◆ **Problem**: Pull out every line in the listing below that contains the string "ridge" and copy each of those lines in full.

◆ **Stored rows**:

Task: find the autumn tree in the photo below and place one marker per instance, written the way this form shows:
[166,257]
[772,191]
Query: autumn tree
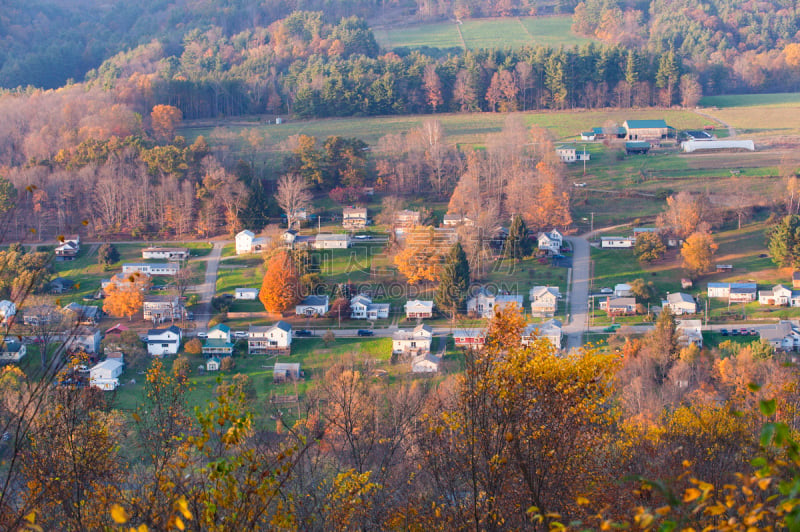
[292,196]
[107,254]
[453,282]
[649,246]
[518,243]
[280,289]
[784,241]
[165,119]
[684,213]
[125,297]
[422,255]
[698,252]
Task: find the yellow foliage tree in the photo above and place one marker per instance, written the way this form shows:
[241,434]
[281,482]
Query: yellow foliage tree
[126,297]
[422,257]
[698,252]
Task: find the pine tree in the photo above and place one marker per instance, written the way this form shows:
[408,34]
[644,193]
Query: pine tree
[454,281]
[517,245]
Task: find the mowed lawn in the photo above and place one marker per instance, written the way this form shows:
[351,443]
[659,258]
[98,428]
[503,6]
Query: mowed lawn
[484,33]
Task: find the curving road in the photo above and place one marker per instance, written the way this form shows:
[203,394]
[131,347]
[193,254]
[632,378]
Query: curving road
[578,293]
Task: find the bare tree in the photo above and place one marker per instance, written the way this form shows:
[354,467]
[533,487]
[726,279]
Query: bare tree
[292,196]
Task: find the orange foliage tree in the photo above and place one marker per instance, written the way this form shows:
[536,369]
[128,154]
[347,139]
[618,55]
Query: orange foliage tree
[281,284]
[126,297]
[164,120]
[422,257]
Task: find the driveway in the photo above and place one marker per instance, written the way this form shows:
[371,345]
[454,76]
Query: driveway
[207,290]
[578,293]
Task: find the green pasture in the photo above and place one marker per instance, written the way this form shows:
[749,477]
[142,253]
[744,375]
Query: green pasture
[484,33]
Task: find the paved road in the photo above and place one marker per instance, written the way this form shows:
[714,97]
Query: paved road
[579,293]
[207,290]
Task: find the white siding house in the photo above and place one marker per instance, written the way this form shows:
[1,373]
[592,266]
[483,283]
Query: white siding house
[266,339]
[246,293]
[161,342]
[105,374]
[312,306]
[155,268]
[618,242]
[419,309]
[246,242]
[362,308]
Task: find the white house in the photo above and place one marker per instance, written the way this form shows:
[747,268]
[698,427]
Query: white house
[161,342]
[680,303]
[551,242]
[267,339]
[416,341]
[782,335]
[331,241]
[618,306]
[617,242]
[354,218]
[486,304]
[218,341]
[474,338]
[622,290]
[689,332]
[362,308]
[312,306]
[568,153]
[778,296]
[155,268]
[12,350]
[419,309]
[544,300]
[246,294]
[451,220]
[105,374]
[159,308]
[246,242]
[165,253]
[212,364]
[550,330]
[7,311]
[426,363]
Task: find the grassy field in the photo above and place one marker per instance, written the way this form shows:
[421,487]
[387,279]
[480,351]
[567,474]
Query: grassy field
[751,100]
[483,33]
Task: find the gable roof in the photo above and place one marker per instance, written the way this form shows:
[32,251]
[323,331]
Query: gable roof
[172,328]
[645,124]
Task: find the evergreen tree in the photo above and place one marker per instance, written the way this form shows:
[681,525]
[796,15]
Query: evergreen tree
[107,255]
[517,245]
[784,241]
[454,281]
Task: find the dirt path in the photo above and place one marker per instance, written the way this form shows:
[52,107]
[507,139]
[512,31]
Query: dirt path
[731,130]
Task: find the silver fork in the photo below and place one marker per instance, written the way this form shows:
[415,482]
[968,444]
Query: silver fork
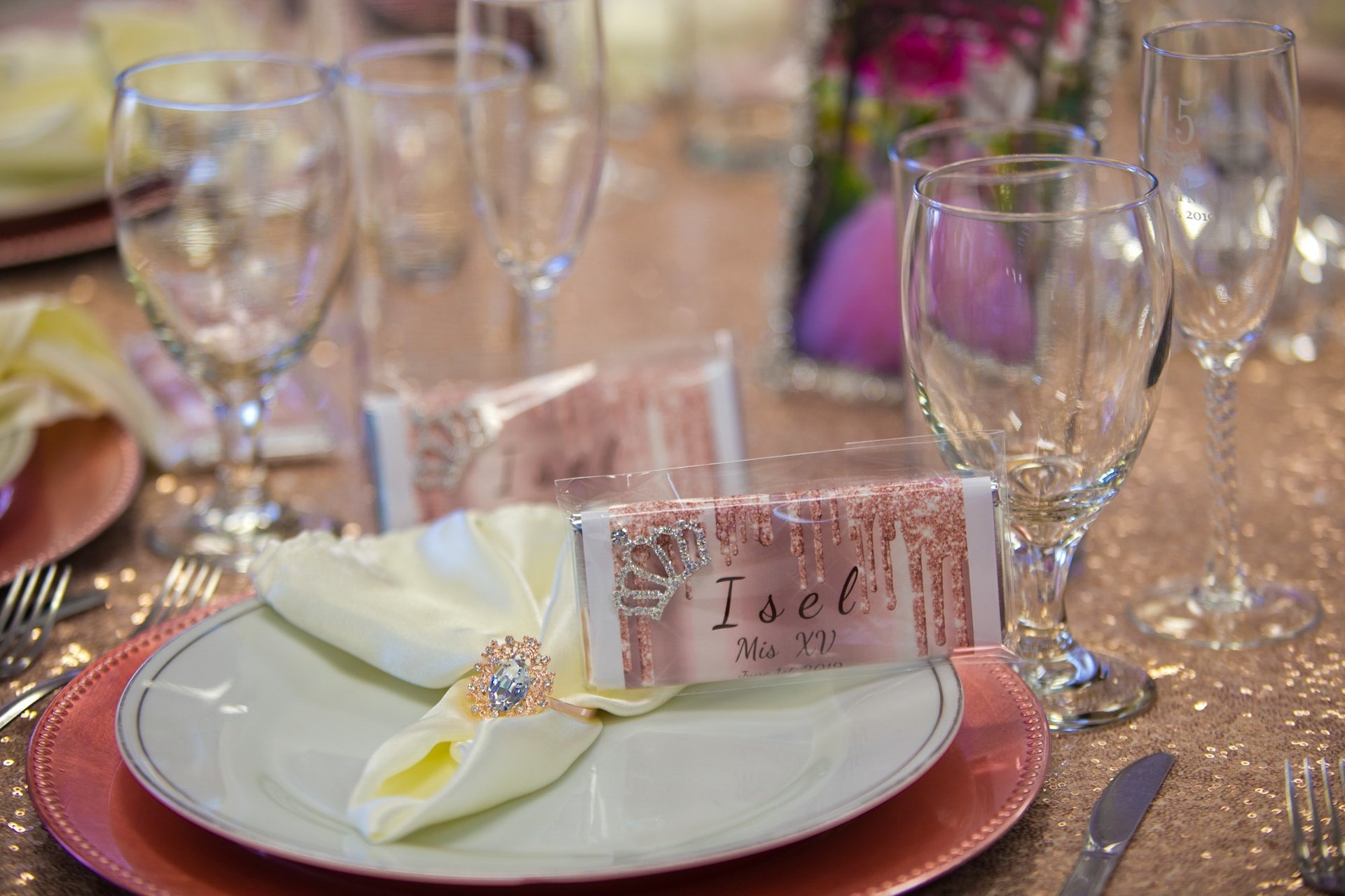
[27,616]
[1317,832]
[188,584]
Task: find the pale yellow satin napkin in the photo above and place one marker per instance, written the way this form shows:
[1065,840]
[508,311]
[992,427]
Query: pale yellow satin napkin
[422,605]
[55,362]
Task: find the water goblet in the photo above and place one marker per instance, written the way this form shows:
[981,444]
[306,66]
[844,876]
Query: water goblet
[536,151]
[920,150]
[229,186]
[427,304]
[1219,128]
[1037,301]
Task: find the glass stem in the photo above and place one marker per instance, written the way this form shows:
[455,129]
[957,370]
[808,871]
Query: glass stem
[1225,579]
[240,412]
[538,327]
[1040,572]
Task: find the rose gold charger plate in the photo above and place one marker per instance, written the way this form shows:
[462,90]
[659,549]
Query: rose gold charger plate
[58,233]
[81,476]
[95,808]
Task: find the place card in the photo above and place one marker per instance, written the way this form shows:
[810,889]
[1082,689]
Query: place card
[462,447]
[680,592]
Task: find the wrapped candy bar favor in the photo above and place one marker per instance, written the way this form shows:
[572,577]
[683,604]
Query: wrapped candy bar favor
[874,561]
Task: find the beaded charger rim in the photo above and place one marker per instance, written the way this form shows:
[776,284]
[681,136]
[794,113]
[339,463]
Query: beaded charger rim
[537,681]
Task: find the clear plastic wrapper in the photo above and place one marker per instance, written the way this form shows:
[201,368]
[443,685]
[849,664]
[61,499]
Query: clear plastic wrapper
[872,558]
[472,446]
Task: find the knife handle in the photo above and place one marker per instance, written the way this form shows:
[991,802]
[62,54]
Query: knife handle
[1090,875]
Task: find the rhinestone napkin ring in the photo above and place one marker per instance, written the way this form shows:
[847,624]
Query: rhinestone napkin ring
[513,680]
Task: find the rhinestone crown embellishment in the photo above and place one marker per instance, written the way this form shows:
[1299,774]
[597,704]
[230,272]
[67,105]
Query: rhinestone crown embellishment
[646,592]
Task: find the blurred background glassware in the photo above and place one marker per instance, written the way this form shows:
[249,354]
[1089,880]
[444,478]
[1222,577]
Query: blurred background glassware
[412,185]
[920,150]
[745,74]
[1037,301]
[428,307]
[1219,127]
[229,184]
[1308,314]
[536,150]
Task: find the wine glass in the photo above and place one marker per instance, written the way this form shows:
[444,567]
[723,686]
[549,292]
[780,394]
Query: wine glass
[1220,130]
[1037,301]
[920,150]
[536,151]
[229,186]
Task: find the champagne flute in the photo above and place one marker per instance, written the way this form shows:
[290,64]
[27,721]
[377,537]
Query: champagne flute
[229,186]
[1220,130]
[536,151]
[1037,301]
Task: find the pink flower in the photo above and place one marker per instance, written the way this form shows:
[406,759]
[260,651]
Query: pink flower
[927,61]
[1072,32]
[850,311]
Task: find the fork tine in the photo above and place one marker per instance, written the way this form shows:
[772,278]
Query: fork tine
[207,592]
[20,615]
[168,593]
[49,616]
[1332,824]
[1313,815]
[11,599]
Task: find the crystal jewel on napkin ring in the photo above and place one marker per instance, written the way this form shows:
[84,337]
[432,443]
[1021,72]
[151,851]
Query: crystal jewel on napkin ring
[513,680]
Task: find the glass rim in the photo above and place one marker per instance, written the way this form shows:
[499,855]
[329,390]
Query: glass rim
[950,125]
[1147,197]
[327,80]
[427,45]
[1288,39]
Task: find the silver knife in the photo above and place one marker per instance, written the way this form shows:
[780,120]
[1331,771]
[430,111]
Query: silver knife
[1114,822]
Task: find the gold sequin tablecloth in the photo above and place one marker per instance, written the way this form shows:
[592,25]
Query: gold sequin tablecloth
[694,254]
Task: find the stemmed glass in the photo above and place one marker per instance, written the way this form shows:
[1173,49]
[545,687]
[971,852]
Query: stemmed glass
[920,150]
[229,185]
[1220,130]
[536,151]
[1037,301]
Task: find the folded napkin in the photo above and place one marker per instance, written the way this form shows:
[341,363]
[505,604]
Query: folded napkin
[54,116]
[55,362]
[422,605]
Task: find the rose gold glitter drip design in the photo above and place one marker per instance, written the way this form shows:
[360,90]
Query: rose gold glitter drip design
[642,633]
[928,514]
[820,558]
[796,542]
[738,520]
[626,643]
[934,528]
[608,416]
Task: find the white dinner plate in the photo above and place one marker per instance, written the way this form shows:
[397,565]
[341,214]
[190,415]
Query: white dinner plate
[256,731]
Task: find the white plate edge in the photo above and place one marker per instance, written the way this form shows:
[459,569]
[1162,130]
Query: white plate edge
[163,790]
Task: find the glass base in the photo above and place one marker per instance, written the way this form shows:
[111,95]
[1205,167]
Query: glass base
[230,540]
[1266,614]
[1087,689]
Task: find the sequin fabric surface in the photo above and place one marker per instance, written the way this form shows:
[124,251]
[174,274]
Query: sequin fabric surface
[697,252]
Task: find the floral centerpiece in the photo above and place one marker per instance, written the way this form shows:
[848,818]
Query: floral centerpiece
[884,67]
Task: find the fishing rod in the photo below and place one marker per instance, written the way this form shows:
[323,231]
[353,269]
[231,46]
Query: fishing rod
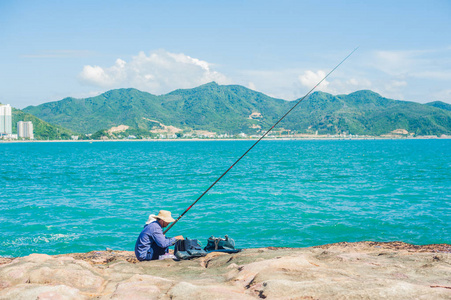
[294,106]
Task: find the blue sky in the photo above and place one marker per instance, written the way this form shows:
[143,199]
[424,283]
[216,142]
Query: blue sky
[50,50]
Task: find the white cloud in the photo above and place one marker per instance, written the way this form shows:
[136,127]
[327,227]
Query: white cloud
[443,95]
[159,72]
[310,78]
[252,86]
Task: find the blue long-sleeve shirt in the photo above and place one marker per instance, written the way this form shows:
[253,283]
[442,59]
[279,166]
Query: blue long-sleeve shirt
[151,242]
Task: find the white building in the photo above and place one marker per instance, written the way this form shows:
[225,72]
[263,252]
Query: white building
[5,120]
[25,129]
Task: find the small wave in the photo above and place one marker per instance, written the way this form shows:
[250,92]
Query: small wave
[48,238]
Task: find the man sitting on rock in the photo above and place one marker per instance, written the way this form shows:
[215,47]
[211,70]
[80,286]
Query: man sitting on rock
[151,242]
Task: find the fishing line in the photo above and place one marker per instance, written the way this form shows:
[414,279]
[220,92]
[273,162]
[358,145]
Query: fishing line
[297,103]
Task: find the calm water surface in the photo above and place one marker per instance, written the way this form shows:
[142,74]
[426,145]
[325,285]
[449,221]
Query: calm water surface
[77,197]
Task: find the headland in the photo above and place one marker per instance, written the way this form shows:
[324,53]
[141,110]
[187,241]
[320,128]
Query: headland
[361,270]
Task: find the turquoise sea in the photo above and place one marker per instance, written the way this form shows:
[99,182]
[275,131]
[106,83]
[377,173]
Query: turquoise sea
[80,196]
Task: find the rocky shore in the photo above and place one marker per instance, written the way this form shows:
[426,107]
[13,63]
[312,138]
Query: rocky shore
[363,270]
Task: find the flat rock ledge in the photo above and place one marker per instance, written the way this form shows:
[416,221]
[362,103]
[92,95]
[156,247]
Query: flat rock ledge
[363,270]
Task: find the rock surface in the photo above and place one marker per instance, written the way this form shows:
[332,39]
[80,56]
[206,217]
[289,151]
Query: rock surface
[364,270]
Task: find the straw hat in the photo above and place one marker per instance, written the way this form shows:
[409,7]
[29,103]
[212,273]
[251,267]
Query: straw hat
[163,215]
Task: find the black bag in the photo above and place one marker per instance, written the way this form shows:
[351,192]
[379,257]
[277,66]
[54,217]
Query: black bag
[225,244]
[187,248]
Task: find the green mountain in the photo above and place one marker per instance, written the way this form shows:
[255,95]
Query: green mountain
[233,109]
[41,129]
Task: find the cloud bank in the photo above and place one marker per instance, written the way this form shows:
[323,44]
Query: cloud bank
[159,72]
[401,75]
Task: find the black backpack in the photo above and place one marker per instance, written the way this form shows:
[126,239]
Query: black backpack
[225,244]
[187,249]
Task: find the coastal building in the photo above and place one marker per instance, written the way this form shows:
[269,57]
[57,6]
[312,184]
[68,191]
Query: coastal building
[25,130]
[5,120]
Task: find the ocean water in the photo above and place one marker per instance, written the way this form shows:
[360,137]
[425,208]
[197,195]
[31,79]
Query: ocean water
[78,197]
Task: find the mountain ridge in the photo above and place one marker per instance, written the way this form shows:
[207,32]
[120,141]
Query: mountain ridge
[234,109]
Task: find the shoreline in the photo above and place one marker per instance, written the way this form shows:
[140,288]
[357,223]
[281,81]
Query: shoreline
[394,245]
[232,139]
[359,270]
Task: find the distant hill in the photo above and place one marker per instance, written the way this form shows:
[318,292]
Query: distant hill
[440,104]
[233,109]
[41,129]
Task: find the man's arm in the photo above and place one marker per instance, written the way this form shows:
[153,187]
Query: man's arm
[162,241]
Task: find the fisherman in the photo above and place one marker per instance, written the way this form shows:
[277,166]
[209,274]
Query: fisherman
[151,242]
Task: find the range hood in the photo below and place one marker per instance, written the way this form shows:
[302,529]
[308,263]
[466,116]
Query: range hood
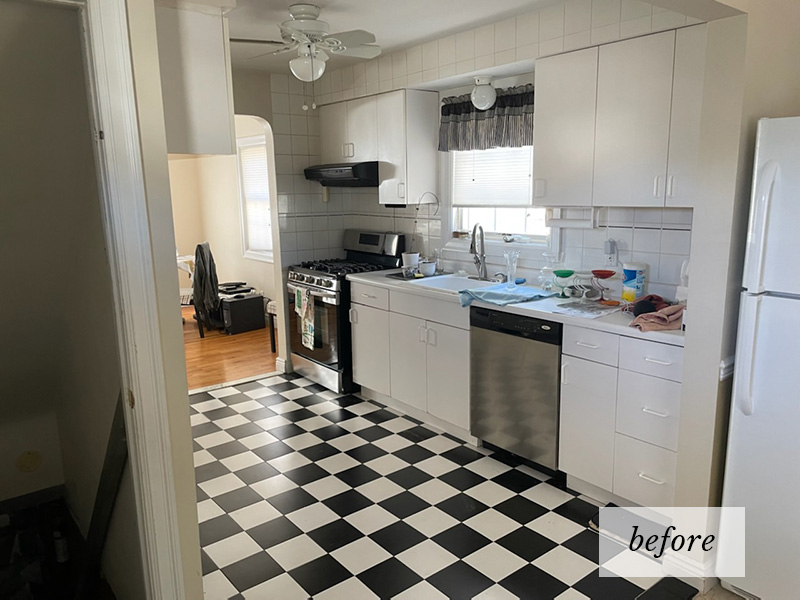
[363,174]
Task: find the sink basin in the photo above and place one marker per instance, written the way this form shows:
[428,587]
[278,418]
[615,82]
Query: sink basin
[450,283]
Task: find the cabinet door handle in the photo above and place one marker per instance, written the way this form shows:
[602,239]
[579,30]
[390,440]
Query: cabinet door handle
[655,413]
[587,345]
[650,479]
[428,337]
[655,361]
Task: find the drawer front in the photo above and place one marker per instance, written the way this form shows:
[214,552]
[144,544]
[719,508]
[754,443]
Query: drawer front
[431,309]
[648,409]
[369,295]
[644,473]
[590,344]
[651,358]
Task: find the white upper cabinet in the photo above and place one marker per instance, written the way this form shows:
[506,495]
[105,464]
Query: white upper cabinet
[687,104]
[194,60]
[566,95]
[408,137]
[634,97]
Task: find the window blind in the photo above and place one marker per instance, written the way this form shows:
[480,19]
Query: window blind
[255,197]
[495,177]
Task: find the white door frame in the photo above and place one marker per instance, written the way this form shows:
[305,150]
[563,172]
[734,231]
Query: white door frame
[121,184]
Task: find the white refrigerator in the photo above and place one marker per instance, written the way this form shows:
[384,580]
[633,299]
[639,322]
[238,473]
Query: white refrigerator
[762,472]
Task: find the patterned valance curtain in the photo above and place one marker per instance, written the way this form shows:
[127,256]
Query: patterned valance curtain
[508,124]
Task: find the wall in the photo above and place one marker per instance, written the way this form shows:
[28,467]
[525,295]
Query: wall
[61,377]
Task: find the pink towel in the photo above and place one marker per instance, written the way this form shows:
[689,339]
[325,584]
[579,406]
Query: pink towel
[664,319]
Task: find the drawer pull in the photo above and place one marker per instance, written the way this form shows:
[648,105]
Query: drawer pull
[650,479]
[587,345]
[650,411]
[663,363]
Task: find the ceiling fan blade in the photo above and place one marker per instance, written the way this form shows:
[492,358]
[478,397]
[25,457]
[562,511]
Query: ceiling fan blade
[246,41]
[356,37]
[364,51]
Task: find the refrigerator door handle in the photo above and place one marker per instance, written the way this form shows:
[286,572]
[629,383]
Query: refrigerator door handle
[757,234]
[746,354]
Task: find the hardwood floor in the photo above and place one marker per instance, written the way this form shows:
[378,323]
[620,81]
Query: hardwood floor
[219,358]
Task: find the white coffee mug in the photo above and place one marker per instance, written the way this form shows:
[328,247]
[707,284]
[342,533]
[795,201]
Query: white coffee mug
[410,259]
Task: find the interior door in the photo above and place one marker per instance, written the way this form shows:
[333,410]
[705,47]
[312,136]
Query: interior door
[448,373]
[408,370]
[634,98]
[333,133]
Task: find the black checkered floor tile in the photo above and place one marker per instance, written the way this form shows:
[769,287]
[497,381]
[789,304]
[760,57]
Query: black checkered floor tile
[305,493]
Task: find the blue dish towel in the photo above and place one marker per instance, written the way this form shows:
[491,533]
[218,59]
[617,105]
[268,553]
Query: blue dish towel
[501,294]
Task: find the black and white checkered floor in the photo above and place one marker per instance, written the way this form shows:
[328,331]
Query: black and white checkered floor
[303,493]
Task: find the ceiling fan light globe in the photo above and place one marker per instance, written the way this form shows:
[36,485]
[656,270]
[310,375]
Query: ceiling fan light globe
[306,69]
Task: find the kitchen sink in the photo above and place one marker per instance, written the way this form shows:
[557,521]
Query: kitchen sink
[450,283]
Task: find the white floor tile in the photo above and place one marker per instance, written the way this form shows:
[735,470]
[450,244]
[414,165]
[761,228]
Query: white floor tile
[214,439]
[546,495]
[208,509]
[255,514]
[217,587]
[295,552]
[312,517]
[324,488]
[495,562]
[241,461]
[349,589]
[555,527]
[426,558]
[380,489]
[564,564]
[338,463]
[371,519]
[273,486]
[490,493]
[282,587]
[492,524]
[220,485]
[360,555]
[431,521]
[434,491]
[232,549]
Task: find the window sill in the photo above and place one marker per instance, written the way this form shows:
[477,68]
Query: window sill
[259,256]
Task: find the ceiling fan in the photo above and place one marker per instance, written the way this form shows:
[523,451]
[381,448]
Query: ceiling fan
[311,39]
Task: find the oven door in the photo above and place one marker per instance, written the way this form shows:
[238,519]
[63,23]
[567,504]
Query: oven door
[326,327]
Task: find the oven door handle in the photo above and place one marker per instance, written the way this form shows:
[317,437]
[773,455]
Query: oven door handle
[327,297]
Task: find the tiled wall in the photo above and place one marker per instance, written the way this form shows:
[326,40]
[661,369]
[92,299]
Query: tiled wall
[568,26]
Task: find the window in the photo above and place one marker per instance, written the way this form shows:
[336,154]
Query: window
[254,198]
[493,188]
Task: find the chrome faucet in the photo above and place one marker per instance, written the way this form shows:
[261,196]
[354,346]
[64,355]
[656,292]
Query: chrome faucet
[479,256]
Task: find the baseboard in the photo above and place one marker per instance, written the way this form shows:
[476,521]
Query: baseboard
[32,499]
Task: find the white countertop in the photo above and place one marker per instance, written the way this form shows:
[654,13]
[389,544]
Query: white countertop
[618,322]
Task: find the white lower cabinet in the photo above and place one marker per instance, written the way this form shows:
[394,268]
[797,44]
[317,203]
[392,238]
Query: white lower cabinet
[370,339]
[448,373]
[619,426]
[586,436]
[408,360]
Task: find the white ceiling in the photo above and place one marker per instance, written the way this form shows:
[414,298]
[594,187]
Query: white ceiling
[397,24]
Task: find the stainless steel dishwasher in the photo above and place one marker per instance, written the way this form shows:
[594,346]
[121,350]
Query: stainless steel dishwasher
[514,383]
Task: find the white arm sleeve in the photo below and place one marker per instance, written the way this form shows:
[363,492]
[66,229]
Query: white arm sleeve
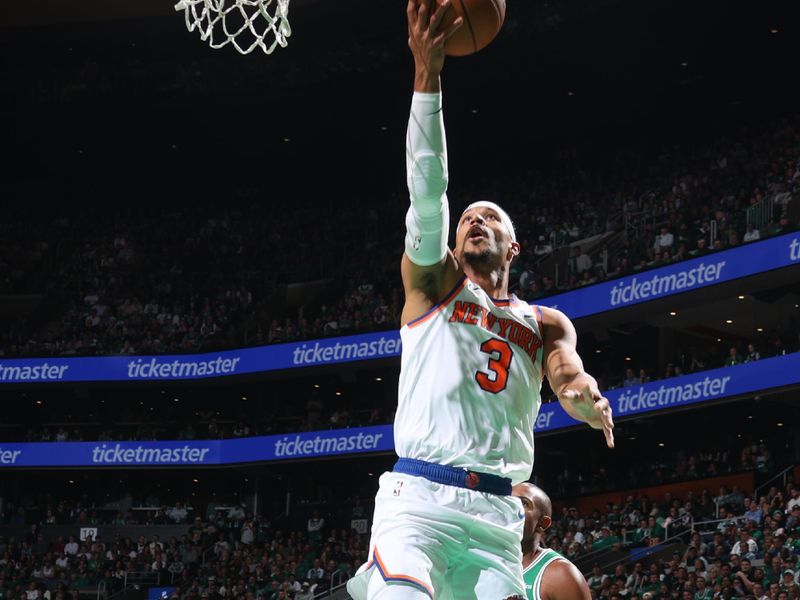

◆ **Full output**:
Task: find the mountain ridge in the photo above and place one marker per instance, written the way this form shows:
Query: mountain ridge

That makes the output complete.